Collection entries
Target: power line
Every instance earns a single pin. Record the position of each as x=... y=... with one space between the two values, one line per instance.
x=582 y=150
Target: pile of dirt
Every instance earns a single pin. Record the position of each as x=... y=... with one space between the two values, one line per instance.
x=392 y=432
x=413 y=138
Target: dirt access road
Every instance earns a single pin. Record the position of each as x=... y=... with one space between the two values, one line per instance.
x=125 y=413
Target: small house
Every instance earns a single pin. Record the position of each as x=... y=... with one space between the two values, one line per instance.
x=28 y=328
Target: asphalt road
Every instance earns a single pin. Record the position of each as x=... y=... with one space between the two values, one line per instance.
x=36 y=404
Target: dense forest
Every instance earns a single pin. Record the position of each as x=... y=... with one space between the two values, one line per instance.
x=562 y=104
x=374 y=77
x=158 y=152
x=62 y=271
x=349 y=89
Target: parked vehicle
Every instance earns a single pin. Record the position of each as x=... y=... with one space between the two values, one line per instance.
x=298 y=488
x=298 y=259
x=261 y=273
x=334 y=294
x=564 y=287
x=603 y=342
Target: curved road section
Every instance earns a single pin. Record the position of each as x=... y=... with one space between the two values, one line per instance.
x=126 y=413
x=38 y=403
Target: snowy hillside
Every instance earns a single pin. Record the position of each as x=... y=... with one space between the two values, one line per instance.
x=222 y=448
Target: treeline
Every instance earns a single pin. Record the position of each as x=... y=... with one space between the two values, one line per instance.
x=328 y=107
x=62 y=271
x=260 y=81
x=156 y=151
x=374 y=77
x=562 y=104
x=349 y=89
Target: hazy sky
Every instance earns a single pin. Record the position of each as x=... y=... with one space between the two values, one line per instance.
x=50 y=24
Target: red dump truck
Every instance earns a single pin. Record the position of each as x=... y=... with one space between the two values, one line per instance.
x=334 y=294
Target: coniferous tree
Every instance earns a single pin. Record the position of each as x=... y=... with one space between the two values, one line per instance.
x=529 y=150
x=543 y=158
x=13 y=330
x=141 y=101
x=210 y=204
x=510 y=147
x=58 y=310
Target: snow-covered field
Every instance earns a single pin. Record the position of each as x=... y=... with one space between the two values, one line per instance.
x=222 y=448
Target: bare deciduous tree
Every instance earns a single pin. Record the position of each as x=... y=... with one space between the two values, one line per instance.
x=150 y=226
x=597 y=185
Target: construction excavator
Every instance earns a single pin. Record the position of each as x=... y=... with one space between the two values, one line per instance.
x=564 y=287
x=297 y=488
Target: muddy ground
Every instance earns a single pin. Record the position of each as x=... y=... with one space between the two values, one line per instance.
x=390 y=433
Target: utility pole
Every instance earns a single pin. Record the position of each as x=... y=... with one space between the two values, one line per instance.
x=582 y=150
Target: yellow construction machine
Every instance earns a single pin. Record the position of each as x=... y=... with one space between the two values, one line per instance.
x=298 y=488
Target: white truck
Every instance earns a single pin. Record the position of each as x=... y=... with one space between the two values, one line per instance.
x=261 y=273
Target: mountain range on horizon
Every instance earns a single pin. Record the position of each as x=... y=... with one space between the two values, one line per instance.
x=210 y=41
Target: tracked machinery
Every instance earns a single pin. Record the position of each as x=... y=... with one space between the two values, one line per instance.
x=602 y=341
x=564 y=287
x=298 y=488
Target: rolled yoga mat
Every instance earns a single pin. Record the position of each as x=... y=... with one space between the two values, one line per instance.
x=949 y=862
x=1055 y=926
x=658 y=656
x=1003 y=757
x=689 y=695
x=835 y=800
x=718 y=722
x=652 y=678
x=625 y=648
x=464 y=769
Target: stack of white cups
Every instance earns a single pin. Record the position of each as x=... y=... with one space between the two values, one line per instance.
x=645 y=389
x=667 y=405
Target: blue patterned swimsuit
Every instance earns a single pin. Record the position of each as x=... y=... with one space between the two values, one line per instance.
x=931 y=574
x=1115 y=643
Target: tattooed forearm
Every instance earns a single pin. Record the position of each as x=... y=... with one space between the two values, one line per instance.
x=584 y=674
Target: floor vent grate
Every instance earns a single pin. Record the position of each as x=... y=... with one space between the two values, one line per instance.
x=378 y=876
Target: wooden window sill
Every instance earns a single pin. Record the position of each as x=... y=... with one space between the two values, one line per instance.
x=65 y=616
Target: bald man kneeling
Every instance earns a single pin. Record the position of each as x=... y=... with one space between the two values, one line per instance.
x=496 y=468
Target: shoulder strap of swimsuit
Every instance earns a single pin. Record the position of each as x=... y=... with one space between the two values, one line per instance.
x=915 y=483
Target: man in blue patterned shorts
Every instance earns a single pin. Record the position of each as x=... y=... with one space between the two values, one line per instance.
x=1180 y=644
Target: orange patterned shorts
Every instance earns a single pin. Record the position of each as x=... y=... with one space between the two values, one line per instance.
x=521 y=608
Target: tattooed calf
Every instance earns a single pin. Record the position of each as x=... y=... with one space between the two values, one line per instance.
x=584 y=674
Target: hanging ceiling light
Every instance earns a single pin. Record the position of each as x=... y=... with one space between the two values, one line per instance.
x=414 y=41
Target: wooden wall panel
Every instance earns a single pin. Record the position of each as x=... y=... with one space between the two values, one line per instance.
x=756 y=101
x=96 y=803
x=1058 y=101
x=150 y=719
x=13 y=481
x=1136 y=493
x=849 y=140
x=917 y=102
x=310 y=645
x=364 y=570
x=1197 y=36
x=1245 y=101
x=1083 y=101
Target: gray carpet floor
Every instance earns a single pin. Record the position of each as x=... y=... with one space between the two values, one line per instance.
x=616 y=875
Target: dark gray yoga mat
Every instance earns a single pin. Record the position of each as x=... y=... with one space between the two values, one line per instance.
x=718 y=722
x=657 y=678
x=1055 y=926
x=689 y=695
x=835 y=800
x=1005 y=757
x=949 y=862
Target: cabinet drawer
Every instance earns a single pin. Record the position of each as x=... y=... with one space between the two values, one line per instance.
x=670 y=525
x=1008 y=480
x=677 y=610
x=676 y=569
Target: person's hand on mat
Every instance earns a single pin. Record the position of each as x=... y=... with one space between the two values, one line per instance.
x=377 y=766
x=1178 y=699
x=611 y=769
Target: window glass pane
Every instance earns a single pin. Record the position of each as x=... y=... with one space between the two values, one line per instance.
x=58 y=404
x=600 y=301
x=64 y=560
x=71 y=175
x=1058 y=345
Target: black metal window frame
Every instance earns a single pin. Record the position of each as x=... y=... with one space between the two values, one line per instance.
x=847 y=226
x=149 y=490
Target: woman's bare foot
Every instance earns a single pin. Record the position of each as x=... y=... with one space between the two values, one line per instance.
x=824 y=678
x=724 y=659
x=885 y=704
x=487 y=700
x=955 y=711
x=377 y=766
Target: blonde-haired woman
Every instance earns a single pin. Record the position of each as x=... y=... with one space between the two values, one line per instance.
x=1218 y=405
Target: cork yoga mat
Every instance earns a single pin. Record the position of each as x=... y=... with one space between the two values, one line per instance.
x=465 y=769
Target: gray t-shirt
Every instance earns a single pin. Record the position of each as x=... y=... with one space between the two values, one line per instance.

#### Work required
Repeat all the records. Match each line exactly.

#### Response to this task
Target: power line
Every instance earns a single pin. Record the position of each as x=... y=... with one space between the two values, one line per instance.
x=582 y=150
Target: pile of dirt
Every instance earns a single pin. Record the position of each as x=... y=... with one space between the two values, one line per instance.
x=392 y=432
x=413 y=138
Target: dirt access road
Every instance earns a single pin. Record the position of each as x=... y=... with one space between the two values, one line per instance.
x=125 y=413
Target: small house
Every instance earns a single pin. Record the position of each as x=... y=... with one space between the two values, one line per instance.
x=28 y=328
Target: asphalt road
Every instance earns a single pin. Record the position of each as x=... y=... with one space between the two values, one line per instance.
x=36 y=404
Target: dense forest
Every instance earns a single pin. Record the position of each as x=... y=... with one space between the two values, one line per instance.
x=562 y=104
x=374 y=77
x=158 y=152
x=62 y=271
x=349 y=89
Target: parked vehicle
Every instance earns a single pin. Record the position of each as x=... y=... with one space between the two values, one line per instance.
x=298 y=488
x=298 y=259
x=261 y=273
x=334 y=294
x=564 y=287
x=603 y=342
Target: curved road section
Every instance earns a single pin. Record the position of each as x=... y=... with one space between the two values, one line per instance.
x=126 y=413
x=38 y=403
Target: snowy hillside
Every instance earns a single pin. Record the position of each as x=... y=... with one space between the two values, one line per instance.
x=222 y=448
Target: treeline
Every instance earns a single pin. Record the position of each as x=... y=... with one space between the two values, one line per instance.
x=328 y=107
x=62 y=271
x=260 y=81
x=156 y=151
x=374 y=77
x=562 y=104
x=349 y=89
Target: hazy sky
Every instance earns a single pin. Record the position of each as x=... y=... with one space between the two values, one line per instance.
x=50 y=24
Target: red dump truck
Every instance earns a single pin. Record the position of each as x=... y=... with one space between the two values, one line per instance.
x=334 y=294
Target: coniferous tree
Every instance earns a single pin. Record the position of each as x=... y=... with one space between the two values, one line per instance.
x=529 y=150
x=543 y=158
x=13 y=330
x=141 y=101
x=210 y=204
x=510 y=147
x=58 y=310
Target: snow-covered field
Every instance earns a single pin. Record the position of each as x=... y=... with one space between the two values, one line per instance.
x=222 y=448
Target: bare deciduous tree
Every instance earns a single pin. Record the position of each as x=... y=... with one space between the two values, one line per instance.
x=150 y=226
x=597 y=185
Target: construction excavator
Every instance earns a single pin. Record the position of each as x=... y=... with one space between the two values, one line per instance.
x=564 y=287
x=297 y=488
Target: muddy ground
Every instance earns a single pin. Record the position of each as x=... y=... with one space between the two values, one line per instance.
x=390 y=433
Target: utility pole
Every instance earns a single pin. Record the position of each as x=... y=... with one space between the two values, one line per instance.
x=582 y=150
Target: yellow construction machine
Every instance earns a single pin. Record the position of each as x=... y=... with one space between the two values, one line per instance.
x=298 y=488
Target: white truck
Every instance earns a single pin. Record the position of each as x=... y=... with one space between the two values, one line per instance.
x=261 y=273
Target: mountain range on horizon
Every instance earns a single pin. Record the position of each as x=... y=... with one space between the two values, one line per instance.
x=210 y=41
Target: tracked machinery
Every instance earns a single pin. Record the position of each as x=... y=... with one space between the two values, one line per instance.
x=602 y=341
x=564 y=287
x=298 y=488
Target: rolled yoga mat
Every instance earns a single pin. Record the position of each as x=... y=... with one space between the two values, one line per instance.
x=949 y=862
x=1055 y=926
x=658 y=656
x=1003 y=757
x=689 y=695
x=835 y=800
x=718 y=722
x=652 y=678
x=625 y=648
x=464 y=769
Target: stack of white cups
Every instance earns a single pin. Record the position of each as x=... y=... with one space between the two values, one line per instance.
x=645 y=389
x=667 y=405
Target: blue patterned swimsuit
Every instance earns a single pin. Record the position of each as x=... y=... with one space between the two values, one line per instance.
x=931 y=574
x=1115 y=643
Target: tattooed forearm
Every instance earns a single pin. Record the position of each as x=... y=... with one space between the two values, one line per instance.
x=584 y=674
Target: floor vent grate
Every instance earns a single pin. Record the position of each as x=... y=... with one space between the two values, one line per instance.
x=378 y=876
Target: wooden window sill
Every instance earns a single pin. Record the position of each as x=... y=... with one space between the two values, one line per instance.
x=65 y=616
Target: bald man kneeling
Every instance earns a single pin. Record the position of each as x=... y=... with one space between the two values, one line per instance.
x=496 y=468
Target: shoulder strap of swimsuit
Every instance earns a single pin. Record the position of each as x=... y=... with one space between the two values, one line per instance.
x=915 y=483
Target: man in blue patterned shorts
Every instance earns a single pin. Record the position of each as x=... y=... with one space between the two values, one line per instance.
x=1180 y=644
Target: orange patterned shorts
Every instance earns a single pin. Record the position of each as x=... y=... with one space between the two values, one line per instance.
x=521 y=608
Target: tattooed calf
Every instance earns a single pin. Record the position of each as x=... y=... with one space between the two values, one line per instance.
x=584 y=674
Target: hanging ceiling light
Every instance earns a single pin. Record the position of each as x=... y=... with one space between the two values, one line per instance.
x=414 y=41
Target: wooden wall panel
Every instance earns a single pin. Record the position of each as x=... y=... with one space between the two values, one line per instance.
x=756 y=101
x=96 y=803
x=1058 y=101
x=150 y=719
x=13 y=481
x=1136 y=493
x=849 y=140
x=917 y=102
x=310 y=645
x=364 y=570
x=1197 y=36
x=1245 y=101
x=1083 y=101
Target: gray carpet floor
Every instance earns a single pin. Record the position of each as x=... y=... with one space between the two values, one line per instance.
x=616 y=875
Target: dark gray yoga mat
Every instance earns a single pin. Record the position of each as x=... y=... with one space between the two values, one line per instance.
x=718 y=722
x=657 y=678
x=1055 y=926
x=689 y=695
x=835 y=800
x=1005 y=757
x=949 y=862
Target: cabinet drawer
Every instance earns a single pin. Record the position of each as x=... y=... with one space between the two values, one line per instance.
x=670 y=525
x=1008 y=480
x=677 y=610
x=676 y=569
Target: person's hand on mat
Every instance earns a single pin. Record the position of each as x=... y=... with one space between the two values, one line per instance.
x=377 y=766
x=1178 y=699
x=611 y=769
Target: window glass pane
Every instance earns a single pin. Record the position of each as x=... y=... with one space between the two values, one line per instance.
x=58 y=404
x=600 y=301
x=64 y=560
x=71 y=175
x=1058 y=345
Target: black metal window frame
Every instance earns a single pin. Record the position of each as x=... y=... with one space between the two values, one line per instance.
x=847 y=226
x=149 y=490
Target: woman's bare foot
Every instance earns a single pin. Record the position of each as x=... y=... with one space between the two values, one line per instance.
x=824 y=678
x=724 y=659
x=885 y=704
x=487 y=700
x=955 y=711
x=377 y=766
Target: blonde-haired woman
Every instance earns a single pin. Record the position of each as x=... y=... with one space between the two values, one line per instance.
x=1218 y=405
Target: cork yoga mat
Every instance earns a single pin. Record the position of each as x=... y=... with one space between the two values, one line per instance.
x=465 y=769
Target: gray t-shirt
Every instance earns a single pin. Record the position of each as x=... y=... with one space between the two values, one line per instance.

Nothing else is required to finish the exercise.